* [Bloc de texte]
Le président Macron assume les livraisons d’équipements militaires français à l’Arabie Saoudite

En sachant qu’il tomberait sous le coup de l’article 413-10 du code pénal pour avoir publié deux notes confidentielles de la Direction du renseignement militaire [DRM] relatives à l’usage que feraient, au Yémen, les forces saoudiennes et émiraties des armes qui leur ont été livrées par la France, le nouveau média d’investigation Disclose voulait « ouvrir un débat équilibré sur les contrats d’armements liant l’État français à l’Arabie saoudite et aux Emirats arabes unis. » Et il est arrivé à ses fins.

Cela étant, étant donné que les notes de la DRM produites par Disclose usent et abusent du conditionnel, il est difficile d’arriver à des conclusions définitives. Ce que certains ne manquent pas de faire…

Dans l’introduction de son enquête, intitulée « Yemen Papers », le média d’investigation affirme que les documents en question « prouvent que des armes françaises peuvent tuer des civils au Yémen ». Ce que Mediapart traduit par « emploi massif d’armes françaises dans la guerre au Yémen. » Autre exemple : dans une vidéo, le député François Ruffin avance que la France a vendu des chars Leclerc à l’Arabie Saoudite… Alors que c’est totalement faux puisque les Émirats arabes unis ont été les seuls clients à l’exportation. Sans doute qu’une lecture plus attentive des documents de la DRM aurait permis d’éviter ce genre d’impair [et M. Ruffin n’est pas le seul à faire des confusions].

Quoi qu’il en soit, lors de la séance des questions au gouvernement, à l’Assemblée nationale, le 7 mai, le député [communiste] de Seine-Maritime, Jean-Paul Lecoq, a interpellé le Premier ministre, Édouard Philippe, au sujet de la nature de la cargaison devant être chargée à bord du cargo saoudien Bahri Yanbu, alors attendu au port du Havre, après avoir fait une escale à Anvers [Belgique] où il aurait embarqué des armes de facture belge.

* [Informations fournies]
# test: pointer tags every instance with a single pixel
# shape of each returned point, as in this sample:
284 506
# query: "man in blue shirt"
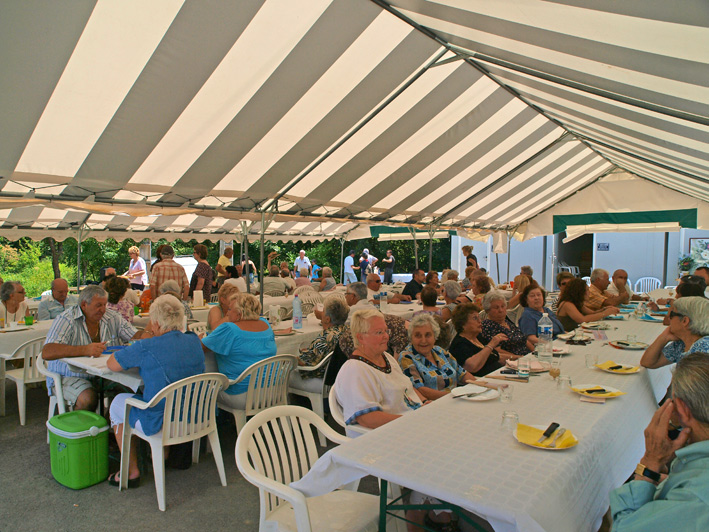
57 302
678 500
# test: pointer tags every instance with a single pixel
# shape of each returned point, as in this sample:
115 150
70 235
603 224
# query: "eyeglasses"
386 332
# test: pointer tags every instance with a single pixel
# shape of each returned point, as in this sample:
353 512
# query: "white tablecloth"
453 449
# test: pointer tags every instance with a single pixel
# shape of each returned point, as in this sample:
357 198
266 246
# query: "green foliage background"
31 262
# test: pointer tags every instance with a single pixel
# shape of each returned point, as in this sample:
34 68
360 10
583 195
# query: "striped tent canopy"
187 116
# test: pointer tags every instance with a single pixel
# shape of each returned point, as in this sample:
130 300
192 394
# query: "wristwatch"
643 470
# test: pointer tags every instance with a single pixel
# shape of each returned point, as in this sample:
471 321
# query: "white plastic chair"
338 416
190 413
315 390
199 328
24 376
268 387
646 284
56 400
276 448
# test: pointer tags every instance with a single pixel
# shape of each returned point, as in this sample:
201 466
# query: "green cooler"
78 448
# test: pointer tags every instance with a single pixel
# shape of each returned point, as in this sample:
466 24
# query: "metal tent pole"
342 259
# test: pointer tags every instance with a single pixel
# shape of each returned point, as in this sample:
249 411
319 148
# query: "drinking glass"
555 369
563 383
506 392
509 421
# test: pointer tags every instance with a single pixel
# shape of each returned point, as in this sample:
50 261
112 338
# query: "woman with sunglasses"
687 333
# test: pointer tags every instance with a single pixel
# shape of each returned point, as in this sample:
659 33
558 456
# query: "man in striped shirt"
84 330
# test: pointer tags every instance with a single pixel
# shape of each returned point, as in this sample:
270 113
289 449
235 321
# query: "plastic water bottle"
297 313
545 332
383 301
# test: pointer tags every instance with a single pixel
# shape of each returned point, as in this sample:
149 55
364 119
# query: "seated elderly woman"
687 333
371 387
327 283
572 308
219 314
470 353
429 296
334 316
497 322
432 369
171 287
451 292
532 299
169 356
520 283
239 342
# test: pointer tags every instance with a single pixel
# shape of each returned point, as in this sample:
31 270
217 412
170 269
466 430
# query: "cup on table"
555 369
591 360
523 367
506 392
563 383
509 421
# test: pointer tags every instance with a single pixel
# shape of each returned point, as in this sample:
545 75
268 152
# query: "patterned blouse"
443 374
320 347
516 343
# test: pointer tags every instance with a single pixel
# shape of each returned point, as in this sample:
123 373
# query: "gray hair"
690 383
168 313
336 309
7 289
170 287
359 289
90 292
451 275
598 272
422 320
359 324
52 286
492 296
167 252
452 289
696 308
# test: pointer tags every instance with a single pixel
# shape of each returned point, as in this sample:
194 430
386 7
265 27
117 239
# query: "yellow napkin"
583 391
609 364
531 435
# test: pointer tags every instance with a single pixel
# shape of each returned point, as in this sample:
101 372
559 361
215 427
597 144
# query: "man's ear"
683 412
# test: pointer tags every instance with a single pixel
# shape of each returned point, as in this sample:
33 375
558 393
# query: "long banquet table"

* [Objectif]
Écrivez la suite de l'article sur les livraisons d'armes françaises à l'Arabie saoudite, en partant de sa dernière phrase.

* [Réponse proposée]
Selon le député, la mission du navire saoudien serait de transporter jusqu’au port de Djeddah « des pièces d’artillerie de fabrication française ». Et Disclose assure qu’il s’agirait de 8 CAESAr [Camions équipés d’un système d’artillerie de 155 mm]. Les forces saoudiennes en ont d’ailleurs déjà déployés à la frontière avec le Yémen. [Au passage, il aurait été intéressant de préciser le type de châssis de ces véhicules : Mercedes Unimog? Arquus? Ashok Leyland?]

Le Premier ministre a laissé le soin à Geneviève Darrieussecq, la secrétaire d’État aux Armées, de répondre au parlementaire. « Le gouvernement n’a jamais nié l’existence d’armes d’origine française au Yémen », a-t-elle dit. « Nous n’avons pas de preuves que ces armes sont employées contre les populations civiles », a-t-elle ajouté [d’où le « conditionnel » des notes de la DRM, ndlr].

Qaunt au Bahri Yanbu, Mme Darrieussecq a botté en touche. « il n’est pas étonnant qu’un cargo saoudien s’y arrête » car le Havre est « un port majeur qui entre autre accueille les cargos des pays du Golfe et dessert la région du Moyen-Orient », a-t-elle dit. Ce qui a provoqué un mouvement d’humeur parmi les députés de gauche, qui ont quitté l’Hémicycle.

Par ailleurs, une source gouvernementale, citée par l’AFP, a précisé que le cargo Bahri Yanbu n’allait pas charger de CAESAr « puisqu’il n’y a aucune livraison [de ce système] en cours. » Or, Disclose affirme, via les réseaux sociaux, que « cette source a été contredite le lendemain par la ministre des Armées en personne ». Ce qui n’est pas tout a fait exact.

En effet, sur les ondes de RMC et de BFMTV, Florence Parly, la ministre des Armées, a confirmé qu’il « y aura un chargement d’armes » à bord du Bahri Yanbu, « en fonction et en application d’un contrat commercial qui a été passé il y a plusieurs années ». Mais elle n’a pas précisé la nature des armes en question… « Je ne suis pas en charge de la surveillance des cargaisons, c’est une autre administration qui est en charge de ça », a-t-elle répondu.

Et Mme Parly a répété ce qu’elle dit à chaque fois qu’elle est interrogée sur ce sujet : « À ma connaissance, nous n’avons pas de preuves selon lesquelles des victimes au Yémen sont le résultat d’utilisation d’armes françaises. » Et de rappeler que ces ventes d’armes font partie de « partenariats à long terme avec l’Arabie saoudite et les Emirats arabes unis » et que « la France a des intérêts dans cette zone du monde. »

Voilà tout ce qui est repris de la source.